::: TESTO

La recensione su Brother

di sasso67
8 stelle

Il film di Kitano, secondo me, non è brutto come qualcuno ha detto: probabilmente il guaio maggiore è che non dice cose nuove, andando a comporre una summa ad usum delphini (leggasi: ad uso degli americani), del cinema kitaniano e delle sue tematiche. Ci sono sequenze che sembra di avere già visto nei film precedenti di Kitano: le sparatorie, il taglio del dito, le scene in riva al mare. Probabilmente c'era la volontà, all'origine dell'operazione "Brother", di far conoscere Kitano agli americani, pubblico privilegiato per ogni cineasta di ambizioni internazionali, come onestamente ammettono il produttore Jeremy Thomas e il manager di Kitano Masayuki Mori.

::::::

• **CONSEGNA ESERCIZIO A**
Riporta tutte le righe dei record in cui compare la stringa "ground".

::: DATI ESTRATTI

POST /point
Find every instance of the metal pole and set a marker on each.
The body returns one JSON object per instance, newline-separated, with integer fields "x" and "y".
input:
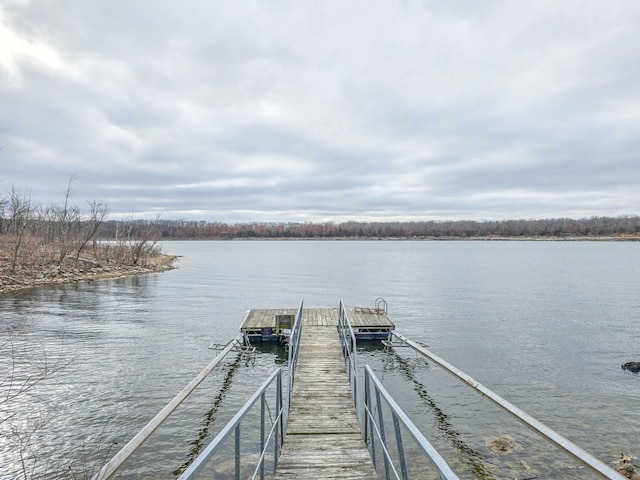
{"x": 237, "y": 452}
{"x": 368, "y": 421}
{"x": 381, "y": 429}
{"x": 262, "y": 420}
{"x": 279, "y": 422}
{"x": 119, "y": 458}
{"x": 403, "y": 463}
{"x": 569, "y": 447}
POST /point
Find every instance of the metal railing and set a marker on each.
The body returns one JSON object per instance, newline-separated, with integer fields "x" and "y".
{"x": 555, "y": 438}
{"x": 294, "y": 348}
{"x": 365, "y": 408}
{"x": 233, "y": 427}
{"x": 373, "y": 403}
{"x": 349, "y": 349}
{"x": 118, "y": 460}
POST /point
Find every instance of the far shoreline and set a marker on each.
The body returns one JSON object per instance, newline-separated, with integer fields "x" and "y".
{"x": 31, "y": 277}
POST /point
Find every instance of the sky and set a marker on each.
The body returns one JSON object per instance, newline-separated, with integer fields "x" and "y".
{"x": 293, "y": 111}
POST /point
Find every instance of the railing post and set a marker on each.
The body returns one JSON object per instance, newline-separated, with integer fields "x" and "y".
{"x": 262, "y": 420}
{"x": 403, "y": 463}
{"x": 237, "y": 452}
{"x": 368, "y": 421}
{"x": 383, "y": 438}
{"x": 280, "y": 422}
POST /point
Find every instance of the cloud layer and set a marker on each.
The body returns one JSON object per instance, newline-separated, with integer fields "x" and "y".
{"x": 295, "y": 111}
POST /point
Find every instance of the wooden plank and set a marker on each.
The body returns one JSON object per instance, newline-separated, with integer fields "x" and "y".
{"x": 264, "y": 318}
{"x": 323, "y": 434}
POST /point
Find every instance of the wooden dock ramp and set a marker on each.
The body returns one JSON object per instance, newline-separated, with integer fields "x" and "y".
{"x": 323, "y": 435}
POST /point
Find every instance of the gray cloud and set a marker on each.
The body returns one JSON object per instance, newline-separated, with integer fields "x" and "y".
{"x": 324, "y": 110}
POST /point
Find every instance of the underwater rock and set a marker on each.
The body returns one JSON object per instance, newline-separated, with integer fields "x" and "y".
{"x": 625, "y": 467}
{"x": 502, "y": 445}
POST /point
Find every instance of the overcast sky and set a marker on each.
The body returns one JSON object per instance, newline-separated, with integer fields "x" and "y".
{"x": 266, "y": 110}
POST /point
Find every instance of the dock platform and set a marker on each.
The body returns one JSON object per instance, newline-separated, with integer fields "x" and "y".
{"x": 270, "y": 325}
{"x": 323, "y": 434}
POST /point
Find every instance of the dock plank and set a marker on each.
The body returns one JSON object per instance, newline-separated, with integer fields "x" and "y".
{"x": 323, "y": 434}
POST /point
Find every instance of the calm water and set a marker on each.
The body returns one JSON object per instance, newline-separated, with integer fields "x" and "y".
{"x": 544, "y": 324}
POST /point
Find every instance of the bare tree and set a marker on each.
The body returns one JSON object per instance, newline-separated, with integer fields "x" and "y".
{"x": 26, "y": 363}
{"x": 97, "y": 212}
{"x": 20, "y": 210}
{"x": 142, "y": 241}
{"x": 67, "y": 219}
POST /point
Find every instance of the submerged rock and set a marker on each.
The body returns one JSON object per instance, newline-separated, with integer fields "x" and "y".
{"x": 502, "y": 445}
{"x": 626, "y": 468}
{"x": 632, "y": 367}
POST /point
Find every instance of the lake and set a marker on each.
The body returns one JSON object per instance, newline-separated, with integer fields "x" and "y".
{"x": 546, "y": 325}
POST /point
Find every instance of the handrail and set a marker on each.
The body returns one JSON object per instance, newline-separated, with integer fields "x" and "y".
{"x": 349, "y": 349}
{"x": 234, "y": 427}
{"x": 119, "y": 458}
{"x": 569, "y": 447}
{"x": 399, "y": 417}
{"x": 294, "y": 348}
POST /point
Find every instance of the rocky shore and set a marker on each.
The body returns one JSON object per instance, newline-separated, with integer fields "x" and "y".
{"x": 85, "y": 270}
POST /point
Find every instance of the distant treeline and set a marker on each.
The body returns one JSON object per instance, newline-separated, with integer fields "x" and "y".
{"x": 626, "y": 226}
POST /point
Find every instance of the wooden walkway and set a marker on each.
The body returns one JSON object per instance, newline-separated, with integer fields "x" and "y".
{"x": 323, "y": 435}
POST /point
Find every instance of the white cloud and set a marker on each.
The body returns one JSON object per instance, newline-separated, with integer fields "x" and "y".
{"x": 325, "y": 109}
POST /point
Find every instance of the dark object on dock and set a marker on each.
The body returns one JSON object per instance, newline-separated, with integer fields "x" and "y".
{"x": 272, "y": 325}
{"x": 632, "y": 367}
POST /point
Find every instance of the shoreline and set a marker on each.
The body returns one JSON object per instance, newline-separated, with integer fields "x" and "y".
{"x": 86, "y": 271}
{"x": 490, "y": 238}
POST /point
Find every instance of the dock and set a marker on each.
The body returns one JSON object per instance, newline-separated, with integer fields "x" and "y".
{"x": 270, "y": 325}
{"x": 323, "y": 434}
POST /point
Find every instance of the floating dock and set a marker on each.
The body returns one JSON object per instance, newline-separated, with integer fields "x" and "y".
{"x": 323, "y": 434}
{"x": 271, "y": 325}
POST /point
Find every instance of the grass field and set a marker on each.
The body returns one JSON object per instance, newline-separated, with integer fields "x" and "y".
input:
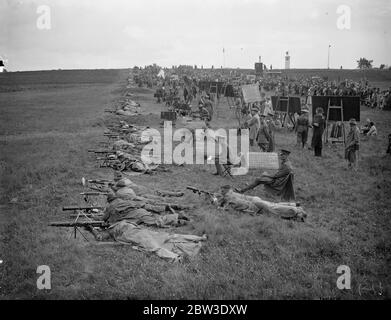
{"x": 49, "y": 120}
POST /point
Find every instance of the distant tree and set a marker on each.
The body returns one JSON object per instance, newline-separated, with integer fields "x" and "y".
{"x": 364, "y": 63}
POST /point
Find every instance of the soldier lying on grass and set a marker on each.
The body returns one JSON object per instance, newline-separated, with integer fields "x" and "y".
{"x": 240, "y": 202}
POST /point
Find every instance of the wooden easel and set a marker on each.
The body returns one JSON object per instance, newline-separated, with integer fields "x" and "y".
{"x": 326, "y": 137}
{"x": 285, "y": 113}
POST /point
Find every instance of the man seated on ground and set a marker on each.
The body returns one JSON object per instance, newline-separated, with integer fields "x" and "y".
{"x": 280, "y": 183}
{"x": 365, "y": 128}
{"x": 372, "y": 130}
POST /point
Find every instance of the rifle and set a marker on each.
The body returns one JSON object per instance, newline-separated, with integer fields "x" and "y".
{"x": 79, "y": 224}
{"x": 94, "y": 193}
{"x": 86, "y": 208}
{"x": 199, "y": 191}
{"x": 102, "y": 151}
{"x": 100, "y": 181}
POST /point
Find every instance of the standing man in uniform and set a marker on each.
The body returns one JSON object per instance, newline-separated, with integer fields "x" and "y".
{"x": 263, "y": 135}
{"x": 280, "y": 183}
{"x": 302, "y": 126}
{"x": 253, "y": 124}
{"x": 352, "y": 145}
{"x": 318, "y": 125}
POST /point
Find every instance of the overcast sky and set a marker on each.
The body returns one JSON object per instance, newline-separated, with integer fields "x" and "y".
{"x": 123, "y": 33}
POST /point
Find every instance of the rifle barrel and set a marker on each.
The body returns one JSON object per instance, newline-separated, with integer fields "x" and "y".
{"x": 71, "y": 208}
{"x": 78, "y": 224}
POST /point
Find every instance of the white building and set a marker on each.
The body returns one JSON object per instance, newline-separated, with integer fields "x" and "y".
{"x": 287, "y": 61}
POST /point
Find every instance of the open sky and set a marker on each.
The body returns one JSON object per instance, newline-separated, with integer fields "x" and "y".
{"x": 87, "y": 34}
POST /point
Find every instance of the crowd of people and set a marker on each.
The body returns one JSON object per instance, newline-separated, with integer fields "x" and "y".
{"x": 260, "y": 118}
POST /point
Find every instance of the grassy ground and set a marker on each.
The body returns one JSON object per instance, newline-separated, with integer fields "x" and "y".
{"x": 46, "y": 130}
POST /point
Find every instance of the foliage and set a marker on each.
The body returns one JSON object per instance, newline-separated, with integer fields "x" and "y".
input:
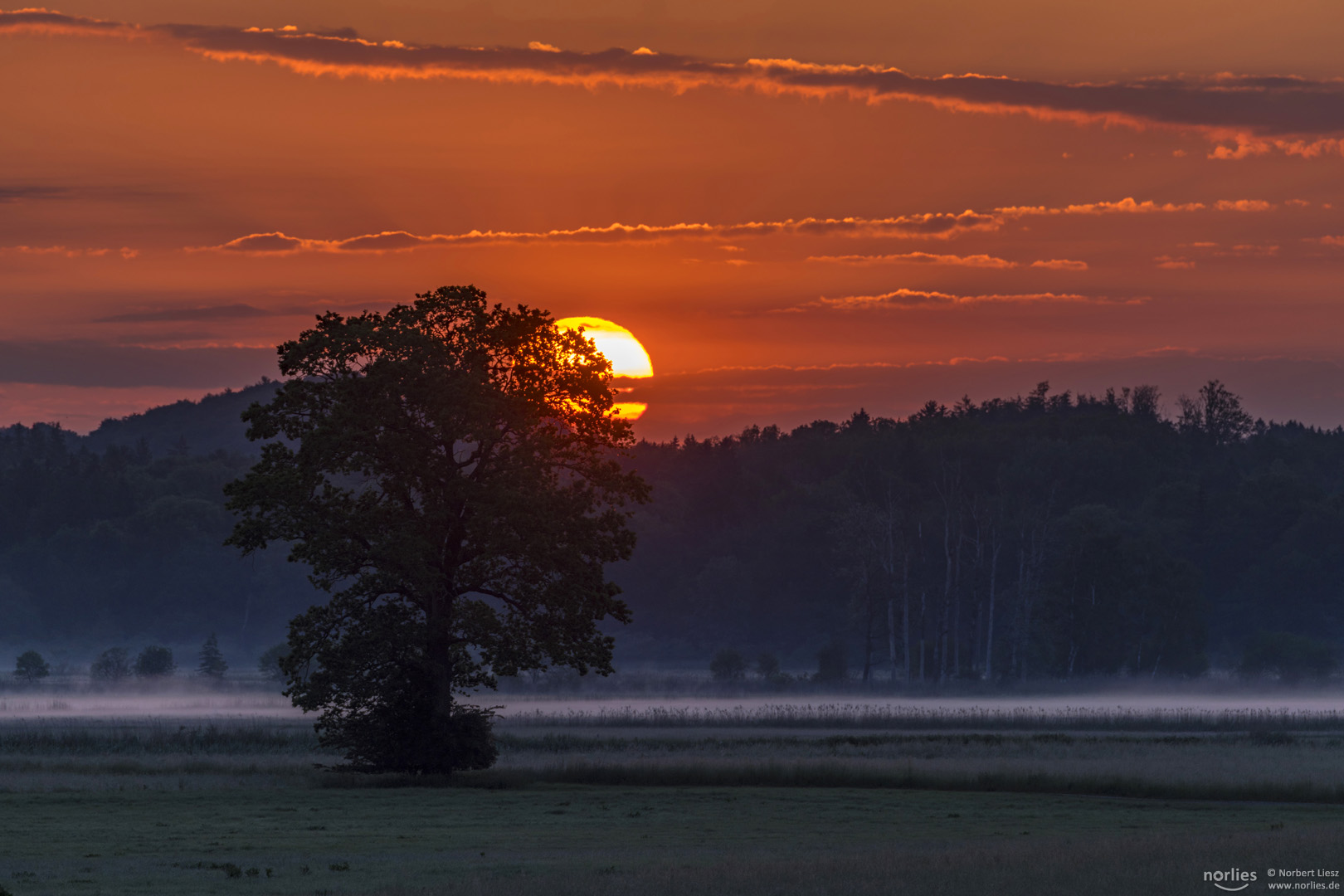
{"x": 119, "y": 544}
{"x": 780, "y": 540}
{"x": 212, "y": 660}
{"x": 1291, "y": 657}
{"x": 155, "y": 663}
{"x": 449, "y": 473}
{"x": 30, "y": 666}
{"x": 728, "y": 665}
{"x": 112, "y": 665}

::::::

• **CONSEGNA ESERCIZIO B**
Secondo la recensione, chi ammette onestamente la volontà di far conoscere Kitano agli americani?

• **OUTPUT COMPLETO A**
Find every instance of the man seated on ground and set a marker on each.
Find every instance of the grassy ground and set a marker on each.

• **OUTPUT COMPLETO B**
Il produttore Jeremy Thomas e il manager di Kitano, Masayuki Mori.